> _Complete the following_
1. From the post on kindness and forgiveness, list every contrasting pair it gives from the list of things happy people do differently from unhappy people.
2. Continue the post on kindness and forgiveness, picking up right after its final sentence.

> _Page excerpt_
━━━━━━━━━━━━━━━━━━━━

Too often we underestimate the power of a touch, a smile, a kind word, a listening ear, an honest compliment, or the smallest act of caring, all of which have the potential to turn a life around.
- Leo Buscaglia


Sunday, April 15, 2012

Kindness and Forgiveness

        I read a blog post the other day from a writer who was identifying 15 things that happy people do differently from unhappy people.  The list included things like love vs. fear, trust vs. doubt, praising vs. criticizing, kindness vs. cruelty, and taking responsibility vs. blaming.  One of the items on the list that struck me as interesting, though not necessarily surprising, was "forgiveness vs. unforgiveness" (I'm not sure that's actually a word).  It got me thinking about the importance of both forgiving and asking for forgiveness, and prompted me to share the following story:
    Almost 17 years ago, I met someone on an Outward Bound wilderness adventure in the mountains of Montana.  The man lived in Minnesota and, when our trip was over, invited me to come visit he and his family if I were ever going to be in his part of the country.  While many people say things like this, I knew that he meant it.

━━━━━━━━━━━━━━━━━━━━

> _Record list_
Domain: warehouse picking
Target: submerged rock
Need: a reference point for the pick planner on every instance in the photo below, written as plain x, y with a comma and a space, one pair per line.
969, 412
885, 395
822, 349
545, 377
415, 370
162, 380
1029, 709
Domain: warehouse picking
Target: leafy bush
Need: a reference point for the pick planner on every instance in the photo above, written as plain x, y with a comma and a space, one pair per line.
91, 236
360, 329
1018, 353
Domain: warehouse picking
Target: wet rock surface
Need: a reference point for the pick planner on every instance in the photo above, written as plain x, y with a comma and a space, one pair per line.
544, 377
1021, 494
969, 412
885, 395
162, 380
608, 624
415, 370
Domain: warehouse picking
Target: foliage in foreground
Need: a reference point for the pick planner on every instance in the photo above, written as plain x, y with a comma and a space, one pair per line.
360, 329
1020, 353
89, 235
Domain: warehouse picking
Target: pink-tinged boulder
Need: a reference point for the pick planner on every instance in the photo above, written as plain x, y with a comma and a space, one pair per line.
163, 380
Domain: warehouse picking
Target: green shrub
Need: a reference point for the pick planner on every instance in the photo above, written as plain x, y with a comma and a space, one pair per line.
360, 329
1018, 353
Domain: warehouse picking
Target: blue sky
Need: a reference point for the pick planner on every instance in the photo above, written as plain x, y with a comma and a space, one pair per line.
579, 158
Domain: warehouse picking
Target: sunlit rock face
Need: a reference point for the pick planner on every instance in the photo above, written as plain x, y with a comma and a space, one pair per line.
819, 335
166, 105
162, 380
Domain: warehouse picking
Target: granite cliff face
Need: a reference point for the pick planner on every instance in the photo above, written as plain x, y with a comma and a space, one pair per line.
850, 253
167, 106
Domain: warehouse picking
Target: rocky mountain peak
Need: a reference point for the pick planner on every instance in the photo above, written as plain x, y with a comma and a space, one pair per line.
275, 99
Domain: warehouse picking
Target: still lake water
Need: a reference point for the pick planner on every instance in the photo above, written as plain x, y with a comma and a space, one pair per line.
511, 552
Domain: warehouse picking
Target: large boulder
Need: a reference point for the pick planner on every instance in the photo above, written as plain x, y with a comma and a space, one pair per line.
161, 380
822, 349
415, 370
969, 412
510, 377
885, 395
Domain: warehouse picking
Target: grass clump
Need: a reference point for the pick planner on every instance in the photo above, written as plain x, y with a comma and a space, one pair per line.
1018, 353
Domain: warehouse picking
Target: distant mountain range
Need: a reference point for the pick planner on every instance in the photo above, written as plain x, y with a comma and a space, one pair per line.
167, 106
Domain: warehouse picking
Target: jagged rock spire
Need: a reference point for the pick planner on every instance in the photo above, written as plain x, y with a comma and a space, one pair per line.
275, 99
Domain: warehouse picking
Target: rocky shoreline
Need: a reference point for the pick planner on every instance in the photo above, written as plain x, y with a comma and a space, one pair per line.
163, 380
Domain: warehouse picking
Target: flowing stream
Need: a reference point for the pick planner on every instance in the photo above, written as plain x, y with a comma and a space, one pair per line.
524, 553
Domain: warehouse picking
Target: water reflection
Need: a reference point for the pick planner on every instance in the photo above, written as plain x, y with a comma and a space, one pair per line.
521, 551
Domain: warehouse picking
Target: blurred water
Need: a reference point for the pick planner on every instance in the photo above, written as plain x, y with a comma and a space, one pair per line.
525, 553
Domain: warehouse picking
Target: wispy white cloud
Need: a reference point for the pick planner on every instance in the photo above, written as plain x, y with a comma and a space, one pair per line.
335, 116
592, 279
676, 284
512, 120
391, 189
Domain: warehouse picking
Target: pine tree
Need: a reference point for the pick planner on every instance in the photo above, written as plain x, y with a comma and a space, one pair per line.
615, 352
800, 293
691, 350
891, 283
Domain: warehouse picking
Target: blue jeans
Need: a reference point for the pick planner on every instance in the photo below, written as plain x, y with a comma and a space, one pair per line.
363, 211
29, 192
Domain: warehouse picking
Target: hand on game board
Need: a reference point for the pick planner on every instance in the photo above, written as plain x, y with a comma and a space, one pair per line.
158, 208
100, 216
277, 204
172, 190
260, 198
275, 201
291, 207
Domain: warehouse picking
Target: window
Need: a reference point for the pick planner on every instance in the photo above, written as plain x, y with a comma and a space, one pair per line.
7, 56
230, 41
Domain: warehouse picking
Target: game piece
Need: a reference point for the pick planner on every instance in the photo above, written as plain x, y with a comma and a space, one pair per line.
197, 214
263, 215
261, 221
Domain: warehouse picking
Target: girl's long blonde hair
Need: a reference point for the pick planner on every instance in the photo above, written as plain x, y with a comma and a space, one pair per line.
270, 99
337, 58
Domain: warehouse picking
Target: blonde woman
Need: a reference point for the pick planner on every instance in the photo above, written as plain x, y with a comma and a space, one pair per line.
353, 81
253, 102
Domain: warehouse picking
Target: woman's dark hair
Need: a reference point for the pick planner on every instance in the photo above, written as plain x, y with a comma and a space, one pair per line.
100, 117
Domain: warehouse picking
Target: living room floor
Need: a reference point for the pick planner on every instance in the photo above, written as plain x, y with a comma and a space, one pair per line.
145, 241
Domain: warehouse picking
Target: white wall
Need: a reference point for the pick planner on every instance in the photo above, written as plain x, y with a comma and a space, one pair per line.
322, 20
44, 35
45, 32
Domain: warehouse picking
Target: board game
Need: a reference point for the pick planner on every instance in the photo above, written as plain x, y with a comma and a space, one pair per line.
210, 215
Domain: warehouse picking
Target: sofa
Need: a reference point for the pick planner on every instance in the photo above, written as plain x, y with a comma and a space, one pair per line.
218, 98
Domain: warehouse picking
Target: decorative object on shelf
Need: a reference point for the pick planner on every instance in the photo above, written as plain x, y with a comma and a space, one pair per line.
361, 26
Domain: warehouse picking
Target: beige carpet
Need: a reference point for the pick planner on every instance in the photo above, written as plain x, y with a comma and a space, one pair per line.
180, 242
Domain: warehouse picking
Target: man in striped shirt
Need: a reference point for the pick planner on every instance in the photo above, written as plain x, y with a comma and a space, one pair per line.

━━━━━━━━━━━━━━━━━━━━

> _Set of answers_
1.
- love vs. fear
- trust vs. doubt
- praising vs. criticizing
- kindness vs. cruelty
- taking responsibility vs. blaming
- forgiveness vs. unforgiveness

2.
    Sure enough, over the following 10 or more years, I had a number of occasions to be going through Minnesota and I stayed with this friend and got to know his family well.  Our friendship blossomed and I always looked forward to the visits.  
     To make a long story short, something happened along the way to cause a break in that relationship and I've not seen or heard from him since.  In all honesty, I have no idea what it was and to this day, it hurts me to think that I inadvertently did something to cause the break.  I think of the family often and wish there were a way to repair whatever damage was done.
     Well today, I decided to try.  I wrote them a letter asking forgiveness for anything I may have done and for the chance to "clean up" whatever mess I/we may have made in the relationship.  I thought carefully about how to strike the appropriate tone and hope that it's received in the right way.  Time will tell, I suppose.
     I imagine many of us have similar relationship "messes" we may have created or at least contributed to.  Cleaning them up is likely to be as kind to the other people as it is to ourselves.  I can readily understand why this made the list of 15 things happy people do differently from unhappy people.  Wouldn't the world be a happier and kinder place if we could ask for and grant forgiveness to each other?
    

4 comments:

  1. Yes! Great idea. Now all I need is a little courage.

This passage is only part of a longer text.